Your instructions:
Copy every line of the records below word for word, and leave the pictures out of your copy.
## begin
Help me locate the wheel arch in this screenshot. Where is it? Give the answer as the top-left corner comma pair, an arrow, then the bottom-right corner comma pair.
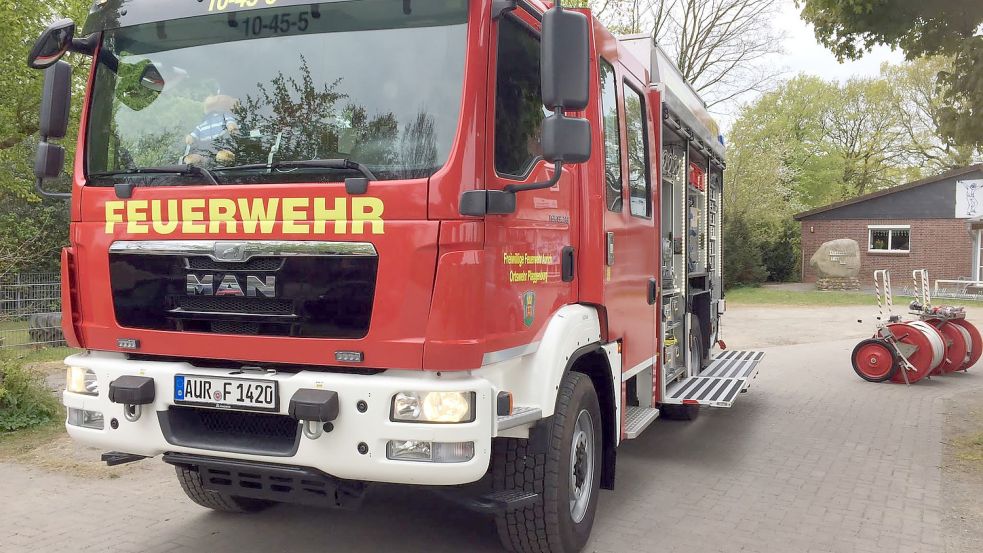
564,343 -> 621,490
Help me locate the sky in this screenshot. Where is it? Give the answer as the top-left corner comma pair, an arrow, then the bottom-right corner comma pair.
775,0 -> 904,82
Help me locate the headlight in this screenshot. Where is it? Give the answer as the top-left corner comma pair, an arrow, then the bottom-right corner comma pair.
65,367 -> 99,396
390,392 -> 474,423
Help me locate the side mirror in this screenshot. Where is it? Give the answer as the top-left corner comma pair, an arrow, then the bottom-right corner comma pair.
116,60 -> 166,111
27,19 -> 75,69
540,5 -> 590,111
459,3 -> 591,217
34,142 -> 65,183
542,113 -> 590,163
140,63 -> 165,94
34,61 -> 72,199
39,61 -> 72,140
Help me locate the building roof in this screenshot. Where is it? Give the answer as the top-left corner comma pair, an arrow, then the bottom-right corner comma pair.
793,163 -> 983,221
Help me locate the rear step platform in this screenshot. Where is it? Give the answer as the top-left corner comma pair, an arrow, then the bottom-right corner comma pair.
700,350 -> 765,379
662,351 -> 765,407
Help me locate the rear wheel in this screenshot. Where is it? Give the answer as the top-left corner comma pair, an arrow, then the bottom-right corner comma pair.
492,372 -> 602,553
174,466 -> 276,513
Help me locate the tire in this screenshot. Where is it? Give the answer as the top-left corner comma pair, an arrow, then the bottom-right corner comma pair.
850,338 -> 900,382
492,372 -> 603,553
174,466 -> 276,513
659,403 -> 700,421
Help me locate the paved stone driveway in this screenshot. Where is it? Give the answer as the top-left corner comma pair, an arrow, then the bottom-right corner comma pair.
0,308 -> 983,553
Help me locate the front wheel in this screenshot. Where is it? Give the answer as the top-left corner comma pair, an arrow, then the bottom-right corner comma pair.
492,372 -> 602,553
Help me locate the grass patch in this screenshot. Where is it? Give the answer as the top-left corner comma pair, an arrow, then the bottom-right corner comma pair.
0,418 -> 65,462
727,286 -> 880,306
7,347 -> 76,365
955,434 -> 983,467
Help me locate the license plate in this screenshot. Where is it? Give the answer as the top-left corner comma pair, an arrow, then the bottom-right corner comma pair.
174,374 -> 280,411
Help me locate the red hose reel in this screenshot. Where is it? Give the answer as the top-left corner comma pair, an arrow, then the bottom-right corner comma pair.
851,271 -> 983,384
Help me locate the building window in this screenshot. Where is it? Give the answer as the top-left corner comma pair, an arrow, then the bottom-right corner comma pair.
495,18 -> 548,180
867,225 -> 911,253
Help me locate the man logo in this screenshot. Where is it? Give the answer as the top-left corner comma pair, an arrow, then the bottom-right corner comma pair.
187,274 -> 276,298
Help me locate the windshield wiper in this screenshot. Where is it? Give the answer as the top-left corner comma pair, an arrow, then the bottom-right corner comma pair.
89,165 -> 218,184
213,158 -> 378,180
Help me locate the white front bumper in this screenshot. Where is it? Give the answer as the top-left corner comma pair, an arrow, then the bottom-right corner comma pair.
63,352 -> 497,485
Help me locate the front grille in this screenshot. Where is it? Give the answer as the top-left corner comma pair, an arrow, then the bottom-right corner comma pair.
164,452 -> 366,509
175,296 -> 294,315
187,257 -> 283,271
208,321 -> 259,335
158,405 -> 300,457
109,251 -> 379,339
## end
Solution to this exercise:
Help me locate the wheel arch in this screenshot. Where is it? Give the answer as the top-left corner comma pair, an arrow, then the bottom-right corner comma pair.
564,343 -> 621,490
Help me locate the sky in this screenshot. Where is it? Give the answer as the top-left corner comma pair, an arrow, then the bottom-right corner comma pair.
775,0 -> 904,82
Help me locate the headlight in this screenshot. Where is it? Give the answer as the top-left corner comma pair, an arrow, then the bottom-right corner comma pair.
65,367 -> 99,396
390,392 -> 474,423
Help me locate the side mirror in this screenshot. Where is it? Give the answer as the top-left corner comma pair, an arrow, then the bottom-right corner comma pair.
116,60 -> 166,111
27,19 -> 75,69
540,5 -> 590,111
459,3 -> 591,217
34,142 -> 65,183
542,113 -> 590,163
140,63 -> 165,94
34,61 -> 72,199
39,61 -> 72,140
Help me locate the building roof in this screenshot. Where is it? Give the answer as the top-left corner comma pair, an arrow, then the bottom-right corner comma pair.
793,163 -> 983,221
Help me locate the rear step platform in this screenshot. Where is it? Give the answer as the top-left corner comma pair, an arrow, then the bottom-right corner comma pair.
700,350 -> 765,379
662,351 -> 765,407
Help me locate the rear wheel in this screenshot. Where is it? Give the answer as the top-left corner comma pair, an arrow, then the bottom-right corner comma pair.
492,372 -> 602,553
174,466 -> 276,513
Help me locate the tire in this screenshot. Where is it? Give the answer as the top-left corner comma pair, an arrow, then the bottom-right corner comma pair.
850,338 -> 900,382
492,372 -> 603,553
174,466 -> 276,513
659,403 -> 700,421
Help me locate the paved stone driveway in this screenshot. Where is it? Give the answer as the top-left corner comma pair, an arrow, then the bottom-right corner comma pair.
0,308 -> 983,553
Help me locate the front wheel in this screenshot. Where is it? Give the answer as the top-left corner comma pair, an arrow, then the bottom-right corner comma pair.
492,372 -> 602,553
Help me locate the grass patch in this screenshot. Where is it? Give the answer as the top-left corner comma pair, an arrow, then the bottom-right corner comma pair.
0,418 -> 65,462
727,286 -> 880,306
7,347 -> 76,365
955,434 -> 983,467
Help me locate the license plate in this screenshot. Where is it? Give the answer as the top-left corner comma pair, an arrow, then the bottom-right corner comma pair.
174,374 -> 280,411
Help me locate the red hose reel in this screenshot. Where is it? Give the answer as the top-left corner comma pair, an arrow, then the bottom-right corner comma pair.
851,271 -> 983,384
Help me locate the building window in this screenshot. Where is it? Give the answer as the top-left corner comma pair, an arrow, then the bottom-right corner comma pair.
495,18 -> 548,180
867,225 -> 911,253
Help me locate the man logo in this screenshot. Where is it? Give the answer as the top-left corner comma pair, an arrow, then the bottom-right corner comma pair.
187,274 -> 276,298
Help me locate the windshield wiper in this screenshot. Where is it? Give the answer as the top-left corner comma pair, an arrow, then the bottom-right corner comma pair.
89,165 -> 218,184
213,158 -> 378,180
Help me locate the white front bumper in this screenshot. Where is it? Give the answer as the top-left corner comma pair, an arrow, then the bottom-right corner comma pair.
63,352 -> 497,485
Help me locate the front grille in this screenshot. Where is it? Give the answer as the top-left corner comma pair, an arrow, then the bottom-right corner comma pair.
164,452 -> 366,509
175,296 -> 294,315
187,257 -> 283,271
208,321 -> 259,335
158,405 -> 300,457
109,251 -> 379,339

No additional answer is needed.